Should an entry include a picture, omit the picture and still repeat everything else exactly.

[GIVEN RECORDS Boundary: Start]

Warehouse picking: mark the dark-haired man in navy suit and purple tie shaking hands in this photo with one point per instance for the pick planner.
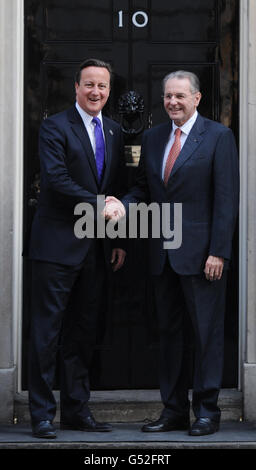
(80, 158)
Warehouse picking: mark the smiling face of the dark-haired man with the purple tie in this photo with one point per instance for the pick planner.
(93, 90)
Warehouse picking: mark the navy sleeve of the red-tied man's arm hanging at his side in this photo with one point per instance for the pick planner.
(226, 195)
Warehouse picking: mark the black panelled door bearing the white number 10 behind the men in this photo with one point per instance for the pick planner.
(144, 40)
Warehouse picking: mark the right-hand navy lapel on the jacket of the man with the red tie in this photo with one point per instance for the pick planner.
(193, 140)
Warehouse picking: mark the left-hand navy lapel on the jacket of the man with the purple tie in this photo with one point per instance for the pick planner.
(79, 129)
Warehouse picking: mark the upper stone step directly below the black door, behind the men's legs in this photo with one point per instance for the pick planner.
(131, 406)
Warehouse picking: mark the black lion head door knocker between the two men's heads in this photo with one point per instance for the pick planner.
(131, 108)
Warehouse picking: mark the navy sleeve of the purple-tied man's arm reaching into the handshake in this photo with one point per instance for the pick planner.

[GIVEN RECORDS Boundary: End]

RESULT:
Warehouse picking: mark the dark-haired man in navy suit and purple tie shaking hands in this photo with one point per instance for the pick planner.
(80, 158)
Warehouse picking: mark the smiling face of the dark-haired man with the purple tie in this photo with one point per instance for the pick planner.
(93, 90)
Warehouse picking: mark the navy sleeve of the red-tied man's arm hanging at his side in this photo with one point per instance for the pick planner.
(226, 195)
Warehouse picking: mark the black panelled door bearing the white number 10 behind the men in this photo with one point per instance for the pick planner.
(144, 40)
Warehouse picking: mark the right-hand navy lapel on the jacket of the man with the red tie in this photo with one point per instance for the pick planner.
(193, 140)
Warehouse picking: mark the left-hand navy lapel on the jacket of the man with the purple tie in this photo with one point per instance for the pick planner.
(79, 129)
Warehouse picking: mark the upper stone step directly below the black door, behind the men's legs in this photo with one point per instance for the pick planner.
(131, 406)
Warehouse picking: mark the black lion head door knocker between the two men's heads in this photo with one point per instance for the pick planner.
(131, 108)
Warehouse picking: mark the navy sleeve of the purple-tied man's arm reaching into the handshake in this photo with one point per instance for the pick planner.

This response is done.